List every line in the items below that contains the word "girl".

**Given entries:**
□ □ □ □

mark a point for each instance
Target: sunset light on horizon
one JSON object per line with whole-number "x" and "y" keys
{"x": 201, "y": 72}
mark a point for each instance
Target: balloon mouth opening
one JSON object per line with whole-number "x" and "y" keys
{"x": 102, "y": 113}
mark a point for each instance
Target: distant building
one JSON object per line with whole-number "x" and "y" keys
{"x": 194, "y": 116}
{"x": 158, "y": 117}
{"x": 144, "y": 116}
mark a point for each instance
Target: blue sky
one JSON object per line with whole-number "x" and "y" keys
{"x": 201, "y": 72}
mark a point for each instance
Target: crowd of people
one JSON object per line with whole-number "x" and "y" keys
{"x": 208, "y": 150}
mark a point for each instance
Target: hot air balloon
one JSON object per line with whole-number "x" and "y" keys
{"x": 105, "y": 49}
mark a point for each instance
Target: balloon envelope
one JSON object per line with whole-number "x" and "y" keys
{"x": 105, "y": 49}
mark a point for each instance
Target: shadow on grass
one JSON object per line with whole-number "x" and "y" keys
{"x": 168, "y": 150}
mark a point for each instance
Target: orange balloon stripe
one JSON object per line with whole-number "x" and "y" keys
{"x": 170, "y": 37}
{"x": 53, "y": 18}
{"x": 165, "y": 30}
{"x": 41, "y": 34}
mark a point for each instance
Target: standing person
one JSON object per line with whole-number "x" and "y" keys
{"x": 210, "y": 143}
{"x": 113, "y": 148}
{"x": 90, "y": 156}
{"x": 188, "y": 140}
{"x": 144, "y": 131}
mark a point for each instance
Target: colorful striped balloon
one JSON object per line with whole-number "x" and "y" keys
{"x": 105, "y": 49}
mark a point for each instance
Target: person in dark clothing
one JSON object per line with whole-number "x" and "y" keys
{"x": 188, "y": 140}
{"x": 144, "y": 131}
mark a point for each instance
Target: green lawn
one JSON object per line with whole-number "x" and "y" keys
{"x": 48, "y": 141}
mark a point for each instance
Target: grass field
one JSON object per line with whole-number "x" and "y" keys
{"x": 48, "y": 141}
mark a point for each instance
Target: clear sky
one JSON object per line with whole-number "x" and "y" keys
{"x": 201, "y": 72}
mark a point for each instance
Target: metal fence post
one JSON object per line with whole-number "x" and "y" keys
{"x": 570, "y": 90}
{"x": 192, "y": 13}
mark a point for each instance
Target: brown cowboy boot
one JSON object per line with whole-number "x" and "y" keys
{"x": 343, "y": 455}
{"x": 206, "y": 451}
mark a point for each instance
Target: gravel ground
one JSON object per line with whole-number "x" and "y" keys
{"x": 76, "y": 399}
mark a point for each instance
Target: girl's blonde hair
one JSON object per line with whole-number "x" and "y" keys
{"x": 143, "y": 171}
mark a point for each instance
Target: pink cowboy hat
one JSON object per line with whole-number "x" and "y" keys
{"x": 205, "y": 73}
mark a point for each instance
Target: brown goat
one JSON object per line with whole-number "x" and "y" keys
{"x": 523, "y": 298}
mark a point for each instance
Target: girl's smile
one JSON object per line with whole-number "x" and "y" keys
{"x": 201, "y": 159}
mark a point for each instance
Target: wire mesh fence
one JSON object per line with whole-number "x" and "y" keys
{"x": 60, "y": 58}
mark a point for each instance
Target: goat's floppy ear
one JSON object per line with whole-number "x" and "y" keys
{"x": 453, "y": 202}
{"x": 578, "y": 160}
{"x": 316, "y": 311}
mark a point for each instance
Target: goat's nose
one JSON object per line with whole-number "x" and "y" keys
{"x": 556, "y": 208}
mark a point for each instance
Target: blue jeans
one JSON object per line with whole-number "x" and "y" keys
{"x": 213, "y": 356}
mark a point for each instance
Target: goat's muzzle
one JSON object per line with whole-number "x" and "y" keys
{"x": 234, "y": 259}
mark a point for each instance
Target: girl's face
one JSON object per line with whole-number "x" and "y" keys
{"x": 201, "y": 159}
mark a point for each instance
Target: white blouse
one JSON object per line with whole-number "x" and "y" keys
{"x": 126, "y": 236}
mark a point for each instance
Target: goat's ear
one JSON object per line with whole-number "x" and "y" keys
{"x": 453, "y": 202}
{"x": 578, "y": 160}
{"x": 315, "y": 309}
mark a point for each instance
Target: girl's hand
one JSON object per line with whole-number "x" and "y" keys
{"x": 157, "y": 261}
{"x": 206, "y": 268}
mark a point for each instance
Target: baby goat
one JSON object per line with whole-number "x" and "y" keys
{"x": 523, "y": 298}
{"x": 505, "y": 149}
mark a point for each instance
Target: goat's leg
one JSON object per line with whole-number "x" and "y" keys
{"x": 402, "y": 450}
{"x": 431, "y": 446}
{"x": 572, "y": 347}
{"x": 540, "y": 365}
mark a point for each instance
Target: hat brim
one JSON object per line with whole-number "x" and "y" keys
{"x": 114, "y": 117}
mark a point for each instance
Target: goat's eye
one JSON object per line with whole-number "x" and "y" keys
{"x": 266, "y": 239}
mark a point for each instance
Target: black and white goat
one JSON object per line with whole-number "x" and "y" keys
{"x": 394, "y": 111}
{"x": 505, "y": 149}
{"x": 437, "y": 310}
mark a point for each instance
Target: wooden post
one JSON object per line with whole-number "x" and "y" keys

□ □ □ □

**The solution:**
Target: girl's blonde hair
Target: girl's smile
Target: girl's face
Target: girl's hand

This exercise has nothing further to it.